If no suitable job is found (D0=-2) then the scheduler is re entered (at *) until one is found. Although this might appear unlikely, ie, no job wants a slice of processor time, in fact it happens quite often. Most jobs spend their time waiting for the user! (ie, the scheduler is doing their pending input/output attempts whilst JB.STAT >0 and the job has a channel open with pending action). It reminds of the time when logging off a computer terminal used to generate the report; "You have been logged on 2 hours 47 minutes and you have used 11.31 seconds of processor time"!
The following simple SuperBASIC program illustrates how assigning different priorities to jobs affects how much processor time is apportioned to each, you may be surprised at the results. For example, it is better to assign two competing jobs priorities of 2 and 64, rather than 8 and 127 respectively, if you wish give one job more precedence over the other.
At the prompt for each of the five example jobs input a priority of between 0 and 127 (ENTER alone =0, ie, to represent an inactive or suspended job). Change the value used in the INKEY$ function (line 230) to speed up/slow down the update rate (0-25). Notice some low priority jobs hardly get a look-in on the processor until quite a time has elapsed, their low priority increment takes quite a time to build up their job merit. After an erratic start the percentage figures should settle down to reflect the long term proportion of processor time assigned to the job (use CTRL F5, as usual, to momentarily freeze the display if necessary).
The SuperBASIC program mimics quite closely what actually happens on a JS QDOS machine (standard QL or with SGC/GC). Some of the behaviour was so unexpected at first I didn't believe it until I ran some machine code tasks specially written to confirm it. For example if you only have two active jobs running with priorities a factor of two apart (eg, 64/32, 16/8 etc) then they end up both getting half the total processor time slices each. If one priority is changed by just 1 (ie, priorities 65 and 32) then the ratio becomes the expected 2:1 (approx). Once other jobs become active (at the same time), this behaviour (of 64/32 etc) changes to reflect the true priority spread.
The Minerva scheduler appears to have a slightly different action. Although it still exhibits the same effect as mentioned above it doesn't drop off when you have, say, five jobs with priorities; 1,2,4,8 and 16 (or similar). The SuperBASIC program shows that in this case (as with a real JS with SGC/GC), the lowest two jobs get the same amount of processor time (ie, approx 6%,6%,13%,25% and 50% respectively). With Minerva the time is apportioned as you would expect; 3%,6%,13%,26% and 52%.

::::::::::

## PARTS OF THE EXERCISE
A. Condense the paragraph of the scheduler text that begins "At the prompt for each of the five example jobs" into a bulleted list that keeps its main facts.
B. In a sentence or two, explain why the scheduler text says some low priority jobs hardly get a look-in on the processor until quite a time has elapsed.

## DATASET
::::::::::

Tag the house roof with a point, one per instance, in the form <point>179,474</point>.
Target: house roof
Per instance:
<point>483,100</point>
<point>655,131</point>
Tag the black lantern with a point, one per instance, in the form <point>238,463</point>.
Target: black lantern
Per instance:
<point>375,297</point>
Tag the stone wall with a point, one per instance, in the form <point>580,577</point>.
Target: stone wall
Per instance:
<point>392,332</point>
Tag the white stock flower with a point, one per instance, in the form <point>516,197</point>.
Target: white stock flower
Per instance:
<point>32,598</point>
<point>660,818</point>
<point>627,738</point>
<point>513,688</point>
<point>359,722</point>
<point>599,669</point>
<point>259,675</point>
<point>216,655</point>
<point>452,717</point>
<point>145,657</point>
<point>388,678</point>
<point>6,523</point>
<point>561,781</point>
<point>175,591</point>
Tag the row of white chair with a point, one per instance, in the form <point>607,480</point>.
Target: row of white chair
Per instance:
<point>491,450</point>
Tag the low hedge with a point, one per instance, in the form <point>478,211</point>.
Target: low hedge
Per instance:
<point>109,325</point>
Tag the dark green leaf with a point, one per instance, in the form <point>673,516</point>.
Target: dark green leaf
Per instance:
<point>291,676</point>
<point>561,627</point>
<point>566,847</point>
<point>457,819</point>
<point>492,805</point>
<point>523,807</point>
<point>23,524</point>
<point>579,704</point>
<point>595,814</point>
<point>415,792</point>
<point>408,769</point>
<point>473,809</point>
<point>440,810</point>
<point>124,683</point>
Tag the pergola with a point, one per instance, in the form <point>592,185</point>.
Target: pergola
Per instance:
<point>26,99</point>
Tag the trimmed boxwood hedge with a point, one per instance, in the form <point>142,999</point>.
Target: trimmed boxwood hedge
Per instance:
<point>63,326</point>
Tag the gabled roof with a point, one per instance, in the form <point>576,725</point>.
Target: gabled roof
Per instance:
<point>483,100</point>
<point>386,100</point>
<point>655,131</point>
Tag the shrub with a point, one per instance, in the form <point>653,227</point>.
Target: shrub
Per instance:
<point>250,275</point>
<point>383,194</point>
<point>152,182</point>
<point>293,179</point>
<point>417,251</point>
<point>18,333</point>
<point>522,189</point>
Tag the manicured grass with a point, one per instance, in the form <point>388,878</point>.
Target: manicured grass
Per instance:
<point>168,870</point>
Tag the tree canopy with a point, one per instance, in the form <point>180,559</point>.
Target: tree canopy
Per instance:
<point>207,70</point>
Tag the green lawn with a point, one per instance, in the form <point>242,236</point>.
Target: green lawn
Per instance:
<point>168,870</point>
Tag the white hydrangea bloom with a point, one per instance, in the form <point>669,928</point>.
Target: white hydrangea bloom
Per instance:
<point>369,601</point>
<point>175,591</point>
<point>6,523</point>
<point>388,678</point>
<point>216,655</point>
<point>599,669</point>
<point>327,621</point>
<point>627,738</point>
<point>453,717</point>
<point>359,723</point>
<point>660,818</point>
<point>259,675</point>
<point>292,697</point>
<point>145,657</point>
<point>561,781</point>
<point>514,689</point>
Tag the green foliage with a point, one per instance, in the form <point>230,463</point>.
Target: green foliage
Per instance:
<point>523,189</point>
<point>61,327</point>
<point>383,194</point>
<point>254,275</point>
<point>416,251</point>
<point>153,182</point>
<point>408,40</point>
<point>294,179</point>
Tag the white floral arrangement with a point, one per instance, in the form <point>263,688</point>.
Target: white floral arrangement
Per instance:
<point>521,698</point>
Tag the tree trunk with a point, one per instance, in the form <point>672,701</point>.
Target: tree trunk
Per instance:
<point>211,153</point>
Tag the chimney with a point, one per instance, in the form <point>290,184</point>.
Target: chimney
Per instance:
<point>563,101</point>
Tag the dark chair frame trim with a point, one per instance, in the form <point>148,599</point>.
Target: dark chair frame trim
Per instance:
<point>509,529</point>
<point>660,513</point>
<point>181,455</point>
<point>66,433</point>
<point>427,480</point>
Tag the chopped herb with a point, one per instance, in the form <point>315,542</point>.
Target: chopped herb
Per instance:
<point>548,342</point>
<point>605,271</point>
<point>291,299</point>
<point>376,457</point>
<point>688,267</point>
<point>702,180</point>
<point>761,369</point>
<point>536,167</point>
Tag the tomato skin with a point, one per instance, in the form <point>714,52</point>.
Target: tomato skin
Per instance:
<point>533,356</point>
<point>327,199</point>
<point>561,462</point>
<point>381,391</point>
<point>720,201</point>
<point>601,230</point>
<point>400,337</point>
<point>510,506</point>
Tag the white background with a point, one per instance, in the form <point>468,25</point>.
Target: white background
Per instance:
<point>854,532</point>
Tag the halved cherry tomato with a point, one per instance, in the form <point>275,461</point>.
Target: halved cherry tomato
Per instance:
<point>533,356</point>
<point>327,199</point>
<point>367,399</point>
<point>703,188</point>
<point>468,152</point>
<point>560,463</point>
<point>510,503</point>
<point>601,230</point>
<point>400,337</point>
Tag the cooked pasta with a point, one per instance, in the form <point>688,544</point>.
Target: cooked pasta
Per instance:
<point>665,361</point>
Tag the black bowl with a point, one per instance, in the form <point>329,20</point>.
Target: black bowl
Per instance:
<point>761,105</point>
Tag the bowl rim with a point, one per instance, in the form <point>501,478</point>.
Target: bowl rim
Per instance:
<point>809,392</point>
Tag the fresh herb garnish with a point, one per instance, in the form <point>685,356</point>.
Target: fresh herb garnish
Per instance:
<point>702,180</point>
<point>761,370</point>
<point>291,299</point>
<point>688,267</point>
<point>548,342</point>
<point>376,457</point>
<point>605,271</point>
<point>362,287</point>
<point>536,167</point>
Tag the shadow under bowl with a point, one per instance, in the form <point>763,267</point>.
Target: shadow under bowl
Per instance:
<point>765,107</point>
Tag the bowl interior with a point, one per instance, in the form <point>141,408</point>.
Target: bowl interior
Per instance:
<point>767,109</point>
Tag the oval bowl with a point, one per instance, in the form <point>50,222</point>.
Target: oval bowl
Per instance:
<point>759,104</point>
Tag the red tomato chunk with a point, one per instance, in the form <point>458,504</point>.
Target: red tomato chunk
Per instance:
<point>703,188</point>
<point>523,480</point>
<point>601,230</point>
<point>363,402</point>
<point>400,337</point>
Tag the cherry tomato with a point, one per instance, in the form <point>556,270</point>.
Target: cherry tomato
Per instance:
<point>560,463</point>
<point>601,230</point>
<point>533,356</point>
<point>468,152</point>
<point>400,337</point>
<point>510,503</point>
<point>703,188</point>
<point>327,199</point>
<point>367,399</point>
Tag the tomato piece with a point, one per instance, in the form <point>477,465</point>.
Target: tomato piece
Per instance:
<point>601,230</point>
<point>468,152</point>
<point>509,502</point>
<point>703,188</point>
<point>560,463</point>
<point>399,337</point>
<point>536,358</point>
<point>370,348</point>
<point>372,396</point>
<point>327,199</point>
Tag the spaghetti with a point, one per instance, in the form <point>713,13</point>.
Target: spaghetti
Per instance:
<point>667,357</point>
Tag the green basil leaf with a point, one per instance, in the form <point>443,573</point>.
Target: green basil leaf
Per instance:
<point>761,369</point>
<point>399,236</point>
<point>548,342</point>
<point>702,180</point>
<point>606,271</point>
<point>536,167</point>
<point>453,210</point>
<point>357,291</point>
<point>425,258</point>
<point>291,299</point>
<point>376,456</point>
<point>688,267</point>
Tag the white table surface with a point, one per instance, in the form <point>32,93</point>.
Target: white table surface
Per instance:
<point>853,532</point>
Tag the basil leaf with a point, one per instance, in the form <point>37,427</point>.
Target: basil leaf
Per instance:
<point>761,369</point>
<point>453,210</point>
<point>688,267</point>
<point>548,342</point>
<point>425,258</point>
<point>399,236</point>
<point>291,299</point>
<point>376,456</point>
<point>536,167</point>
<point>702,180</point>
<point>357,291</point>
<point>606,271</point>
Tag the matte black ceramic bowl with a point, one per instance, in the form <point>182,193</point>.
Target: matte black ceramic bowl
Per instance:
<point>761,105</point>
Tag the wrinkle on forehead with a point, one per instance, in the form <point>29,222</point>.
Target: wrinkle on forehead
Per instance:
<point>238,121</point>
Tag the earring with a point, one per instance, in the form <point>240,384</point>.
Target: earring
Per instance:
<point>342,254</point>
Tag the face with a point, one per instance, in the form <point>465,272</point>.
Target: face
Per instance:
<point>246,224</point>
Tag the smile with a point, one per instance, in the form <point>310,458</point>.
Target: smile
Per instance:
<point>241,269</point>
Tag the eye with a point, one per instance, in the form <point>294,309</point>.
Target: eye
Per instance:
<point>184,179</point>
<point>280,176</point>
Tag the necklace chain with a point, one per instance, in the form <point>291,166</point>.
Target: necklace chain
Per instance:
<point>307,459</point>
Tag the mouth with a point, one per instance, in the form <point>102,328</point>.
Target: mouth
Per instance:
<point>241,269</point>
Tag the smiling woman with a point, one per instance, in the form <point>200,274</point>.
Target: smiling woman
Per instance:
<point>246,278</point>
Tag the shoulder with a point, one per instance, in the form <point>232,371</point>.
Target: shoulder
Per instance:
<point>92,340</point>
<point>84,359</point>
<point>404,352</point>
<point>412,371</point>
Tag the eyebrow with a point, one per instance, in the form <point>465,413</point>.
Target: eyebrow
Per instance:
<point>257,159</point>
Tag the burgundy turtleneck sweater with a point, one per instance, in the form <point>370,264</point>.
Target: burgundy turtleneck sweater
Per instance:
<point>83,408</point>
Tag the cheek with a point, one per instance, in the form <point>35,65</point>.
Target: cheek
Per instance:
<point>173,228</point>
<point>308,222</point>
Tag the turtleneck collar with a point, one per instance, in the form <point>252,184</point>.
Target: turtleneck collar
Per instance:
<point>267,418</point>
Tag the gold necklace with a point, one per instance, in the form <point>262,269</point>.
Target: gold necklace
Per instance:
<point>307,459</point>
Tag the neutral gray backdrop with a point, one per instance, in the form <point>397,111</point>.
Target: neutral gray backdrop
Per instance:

::::::::::

## RESPONSE LIST
A.
- For each of the five example jobs, enter a priority from 0 to 127. Pressing ENTER alone gives 0, which stands for an inactive or suspended job.
- Change the INKEY$ value in line 230 (0–25) to speed up or slow down the update rate.
- Some low-priority jobs get almost no processor time at first, because their low priority increment takes a long time to build up their job merit.
- After an erratic start, the percentages settle to each job's long-term share of processor time. CTRL F5 freezes the display briefly if needed.

B. A low priority job adds only a small increment to its job merit, so its merit takes a long time to build up. Until it has built up enough, the job is rarely chosen to run.